(Excerpts from point annotation data)
--- Start ---

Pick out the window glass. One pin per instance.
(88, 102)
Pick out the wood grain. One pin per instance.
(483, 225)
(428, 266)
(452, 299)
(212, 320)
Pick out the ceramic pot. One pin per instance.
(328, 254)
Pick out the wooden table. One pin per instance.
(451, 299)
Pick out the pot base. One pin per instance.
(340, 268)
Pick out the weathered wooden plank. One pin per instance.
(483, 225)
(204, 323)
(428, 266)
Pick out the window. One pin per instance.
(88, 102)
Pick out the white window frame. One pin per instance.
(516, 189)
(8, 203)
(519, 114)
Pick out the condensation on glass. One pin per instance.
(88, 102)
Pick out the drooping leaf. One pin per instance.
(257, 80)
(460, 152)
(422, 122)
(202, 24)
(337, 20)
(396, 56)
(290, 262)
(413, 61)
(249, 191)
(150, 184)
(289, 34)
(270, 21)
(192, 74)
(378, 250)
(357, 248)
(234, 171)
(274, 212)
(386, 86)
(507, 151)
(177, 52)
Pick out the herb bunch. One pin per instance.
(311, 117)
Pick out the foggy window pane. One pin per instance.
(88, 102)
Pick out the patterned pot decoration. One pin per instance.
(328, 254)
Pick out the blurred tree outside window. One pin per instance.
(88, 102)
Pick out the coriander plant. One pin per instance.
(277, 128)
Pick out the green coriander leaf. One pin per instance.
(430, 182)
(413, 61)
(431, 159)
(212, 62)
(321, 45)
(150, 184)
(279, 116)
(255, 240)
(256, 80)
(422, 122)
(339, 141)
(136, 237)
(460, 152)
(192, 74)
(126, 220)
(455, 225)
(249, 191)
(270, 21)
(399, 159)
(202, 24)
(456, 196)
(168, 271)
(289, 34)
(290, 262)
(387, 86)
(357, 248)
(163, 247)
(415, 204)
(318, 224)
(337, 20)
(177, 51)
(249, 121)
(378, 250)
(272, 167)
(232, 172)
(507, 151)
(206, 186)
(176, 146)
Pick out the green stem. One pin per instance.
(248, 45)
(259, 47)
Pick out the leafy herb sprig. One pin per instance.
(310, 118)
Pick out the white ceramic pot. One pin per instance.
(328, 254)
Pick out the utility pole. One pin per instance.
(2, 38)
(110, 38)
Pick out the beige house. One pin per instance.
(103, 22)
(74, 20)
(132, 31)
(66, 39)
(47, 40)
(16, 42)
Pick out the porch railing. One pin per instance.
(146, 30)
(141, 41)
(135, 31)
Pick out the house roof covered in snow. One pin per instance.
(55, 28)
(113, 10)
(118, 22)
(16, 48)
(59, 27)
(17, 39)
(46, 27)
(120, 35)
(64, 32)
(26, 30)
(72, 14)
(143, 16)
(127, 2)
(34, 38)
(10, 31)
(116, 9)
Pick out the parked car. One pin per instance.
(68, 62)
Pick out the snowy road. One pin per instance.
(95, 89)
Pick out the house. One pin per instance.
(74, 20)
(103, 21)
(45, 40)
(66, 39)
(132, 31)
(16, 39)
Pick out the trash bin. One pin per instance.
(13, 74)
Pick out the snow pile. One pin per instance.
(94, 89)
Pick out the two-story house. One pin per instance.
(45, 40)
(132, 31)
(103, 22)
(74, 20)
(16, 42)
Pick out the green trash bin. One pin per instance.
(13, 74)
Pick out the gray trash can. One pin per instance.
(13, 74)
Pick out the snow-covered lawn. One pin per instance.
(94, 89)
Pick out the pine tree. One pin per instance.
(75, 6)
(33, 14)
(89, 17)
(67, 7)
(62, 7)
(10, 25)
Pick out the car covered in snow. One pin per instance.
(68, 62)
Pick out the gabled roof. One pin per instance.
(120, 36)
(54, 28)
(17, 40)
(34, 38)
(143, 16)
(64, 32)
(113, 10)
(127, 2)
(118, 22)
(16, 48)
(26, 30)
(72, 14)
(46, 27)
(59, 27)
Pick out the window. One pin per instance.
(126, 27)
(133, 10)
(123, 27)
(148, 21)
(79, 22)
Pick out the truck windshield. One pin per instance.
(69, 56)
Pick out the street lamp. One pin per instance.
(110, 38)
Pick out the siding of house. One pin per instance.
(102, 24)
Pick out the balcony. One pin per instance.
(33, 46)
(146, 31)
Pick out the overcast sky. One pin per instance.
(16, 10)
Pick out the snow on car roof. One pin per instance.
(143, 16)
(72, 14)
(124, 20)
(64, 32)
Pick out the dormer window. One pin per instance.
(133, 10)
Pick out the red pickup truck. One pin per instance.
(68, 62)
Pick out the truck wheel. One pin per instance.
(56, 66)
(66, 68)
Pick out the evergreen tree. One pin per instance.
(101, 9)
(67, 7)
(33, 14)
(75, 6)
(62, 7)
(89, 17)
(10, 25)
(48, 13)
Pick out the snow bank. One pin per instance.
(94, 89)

--- End ---

Task instructions
Please edit all the items above, changing "Pick out" to "Point to" and leaving everything else as it is.

Written solution
Point to the window glass. One pin per instance.
(88, 102)
Point to the wood grain. One pin per instance.
(483, 225)
(428, 266)
(452, 299)
(212, 320)
Point to the ceramic pot. One pin per instance.
(328, 254)
Point to the wooden table. One pin per instance.
(451, 299)
Point to the pot base. One pin per instance.
(340, 268)
Point to the weathered wooden plank. One pin per instance.
(483, 225)
(204, 323)
(428, 266)
Point to the window. One pin per instance.
(88, 102)
Point to the white window frame. One pin per instance.
(516, 189)
(8, 203)
(519, 114)
Point to the condensation on glass. One pin per instance.
(88, 102)
Point to the drooping leaf. One pin per instance.
(257, 80)
(460, 152)
(422, 122)
(202, 24)
(337, 20)
(396, 56)
(290, 262)
(413, 61)
(249, 191)
(150, 184)
(289, 34)
(270, 21)
(192, 74)
(378, 250)
(357, 248)
(234, 171)
(274, 212)
(386, 86)
(507, 151)
(177, 52)
Point to the herb bunch. One pin per instance.
(311, 117)
Point to the foggy window pane. One pin per instance.
(88, 102)
Point to the patterned pot decoration. One pin per instance.
(328, 254)
Point to the blurred tree outside window. One pin per instance.
(88, 102)
Point to the coriander plant. One pin per instance.
(277, 128)
Point to the green coriander leaf. One pin per instance.
(430, 182)
(413, 61)
(431, 159)
(212, 62)
(321, 45)
(150, 184)
(279, 116)
(255, 240)
(256, 80)
(422, 122)
(339, 141)
(136, 237)
(460, 152)
(192, 74)
(126, 220)
(455, 225)
(249, 191)
(270, 21)
(399, 159)
(202, 24)
(456, 196)
(168, 271)
(289, 34)
(290, 262)
(387, 86)
(357, 248)
(163, 247)
(415, 204)
(318, 224)
(337, 20)
(177, 51)
(249, 121)
(378, 250)
(272, 167)
(232, 172)
(507, 151)
(206, 186)
(176, 146)
Point to the green stem. One pin per instance.
(248, 45)
(259, 47)
Point to the leafy herb sprig. One pin per instance.
(310, 118)
Point to the white ceramic pot. One pin per instance.
(328, 254)
Point to the utility pole. One pin per instance.
(2, 38)
(110, 38)
Point to the beige house. One pin per instance.
(103, 22)
(74, 20)
(132, 31)
(66, 39)
(47, 40)
(16, 42)
Point to the porch railing. One pin per instance.
(146, 30)
(141, 41)
(135, 31)
Point to the house roof covered in snow. One pin per instance.
(55, 28)
(113, 10)
(118, 22)
(16, 48)
(59, 27)
(17, 39)
(46, 27)
(120, 35)
(64, 32)
(26, 30)
(72, 14)
(143, 16)
(127, 2)
(34, 38)
(10, 31)
(116, 9)
Point to the parked car. One pin per instance.
(68, 62)
Point to the snowy road. One pin per instance.
(95, 89)
Point to the house. One pin per instance.
(74, 20)
(103, 21)
(45, 40)
(66, 39)
(132, 31)
(16, 39)
Point to the trash bin. One pin per instance.
(13, 74)
Point to the snow pile. One pin per instance.
(94, 89)
Point to the two-story house. One pin per instance.
(45, 40)
(132, 31)
(103, 22)
(74, 20)
(16, 42)
Point to the green trash bin. One pin per instance.
(13, 74)
Point to the gray trash can. One pin per instance.
(13, 74)
Point to the snow-covered lawn. One pin per instance.
(94, 89)
Point to the pine tree. One pin per instance.
(75, 6)
(33, 14)
(89, 17)
(67, 7)
(62, 7)
(10, 25)
Point to the car covered in snow. One pin per instance.
(68, 62)
Point to the gabled roof. One pin per instance.
(120, 36)
(54, 28)
(17, 40)
(34, 38)
(143, 16)
(64, 32)
(113, 10)
(127, 2)
(118, 22)
(16, 48)
(26, 30)
(72, 14)
(46, 27)
(59, 27)
Point to the window. One pin per instance.
(126, 27)
(133, 10)
(123, 27)
(148, 21)
(79, 22)
Point to the truck windshield. One pin per instance.
(69, 56)
Point to the street lamp. One pin per instance.
(110, 38)
Point to the siding of house. One pin per instance.
(102, 24)
Point to the balcony. One pin per instance.
(33, 46)
(146, 31)
Point to the overcast sky. One pin per instance.
(16, 10)
Point to the snow on car roof. One pin per instance.
(143, 16)
(72, 14)
(124, 20)
(64, 32)
Point to the dormer window. One pin per instance.
(133, 10)
Point to the red pickup truck. One pin per instance.
(68, 62)
Point to the truck wheel. One pin per instance.
(56, 66)
(66, 68)
Point to the evergreen tree. One pin per instance.
(101, 9)
(67, 7)
(33, 14)
(75, 6)
(62, 7)
(89, 17)
(10, 25)
(48, 13)
Point to the snow bank. One pin per instance.
(94, 89)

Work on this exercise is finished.